-- SET PROBLEM --
Rewrite everything in the data from the line containing "the mountain silhouette" down to the line containing "of the distant", replacing "photo" with "image" and leaving all else unchanged. Omit the pictures.

-- MATERIAL FOR THIS EXERCISE --
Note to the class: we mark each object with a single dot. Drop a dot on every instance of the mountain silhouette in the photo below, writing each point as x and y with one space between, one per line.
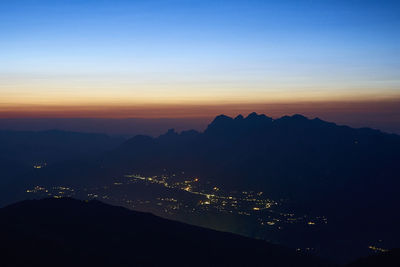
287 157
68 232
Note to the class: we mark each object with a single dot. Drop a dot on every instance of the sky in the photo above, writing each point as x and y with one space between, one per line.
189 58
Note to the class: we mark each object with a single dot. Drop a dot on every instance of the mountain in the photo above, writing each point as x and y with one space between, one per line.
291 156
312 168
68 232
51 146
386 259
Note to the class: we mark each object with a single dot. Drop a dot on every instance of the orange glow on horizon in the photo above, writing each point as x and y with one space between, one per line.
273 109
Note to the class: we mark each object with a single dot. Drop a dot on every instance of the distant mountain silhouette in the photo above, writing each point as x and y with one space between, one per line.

--

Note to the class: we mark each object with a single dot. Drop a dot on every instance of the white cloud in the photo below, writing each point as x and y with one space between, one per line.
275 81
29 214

* * *

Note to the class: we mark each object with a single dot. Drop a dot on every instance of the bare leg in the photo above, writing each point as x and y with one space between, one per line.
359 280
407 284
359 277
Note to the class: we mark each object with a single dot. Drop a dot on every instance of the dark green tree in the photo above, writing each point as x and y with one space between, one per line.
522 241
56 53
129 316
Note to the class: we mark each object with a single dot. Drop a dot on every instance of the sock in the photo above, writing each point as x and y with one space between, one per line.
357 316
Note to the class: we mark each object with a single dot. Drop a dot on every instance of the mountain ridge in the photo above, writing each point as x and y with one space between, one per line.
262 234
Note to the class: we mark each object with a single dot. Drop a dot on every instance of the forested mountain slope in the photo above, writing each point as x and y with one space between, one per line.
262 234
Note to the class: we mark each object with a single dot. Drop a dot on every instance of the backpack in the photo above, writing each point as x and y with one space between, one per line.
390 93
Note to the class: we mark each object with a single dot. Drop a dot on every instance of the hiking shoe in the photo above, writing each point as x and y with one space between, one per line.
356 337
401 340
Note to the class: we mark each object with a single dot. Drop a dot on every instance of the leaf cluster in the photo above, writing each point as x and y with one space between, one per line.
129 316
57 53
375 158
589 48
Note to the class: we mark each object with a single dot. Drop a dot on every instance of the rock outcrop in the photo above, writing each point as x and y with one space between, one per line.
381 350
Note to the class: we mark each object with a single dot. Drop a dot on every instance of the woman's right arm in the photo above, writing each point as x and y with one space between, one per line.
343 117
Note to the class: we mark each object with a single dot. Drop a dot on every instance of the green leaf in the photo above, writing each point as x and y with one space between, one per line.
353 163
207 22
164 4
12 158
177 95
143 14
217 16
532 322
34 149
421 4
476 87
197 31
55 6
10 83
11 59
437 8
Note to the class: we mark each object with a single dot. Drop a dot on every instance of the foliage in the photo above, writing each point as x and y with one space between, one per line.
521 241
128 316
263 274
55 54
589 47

-- REPLY TO THE TASK --
Note to the class: we mark each object with a single dot. Drop a dot on every instance of the mountain silhouette in the image below, writing each point as x and y with one space between, one per line.
287 157
68 232
Note to the class: we mark each object with a single dot. Drop a dot on every instance of the sky in the image above, writing each point as x and y with one space between, one per line.
189 58
Note to the class: we mark each object with a single dot. Drop a dot on every instance of the mountain in the image above, writing each point as x and y with one space between, one per line.
291 156
312 168
68 232
51 146
386 259
Note to the class: we mark each object with a single dot. Drop a dot on every instance of the orange glow on horizon in the image above, writing each point as x and y with one space between, one per line.
273 109
Note to the class: we mark each object with a single dot. Drop a dot on every instance of the distant mountain silhouette in the image above, writing each point as x and y with one space between, one per line.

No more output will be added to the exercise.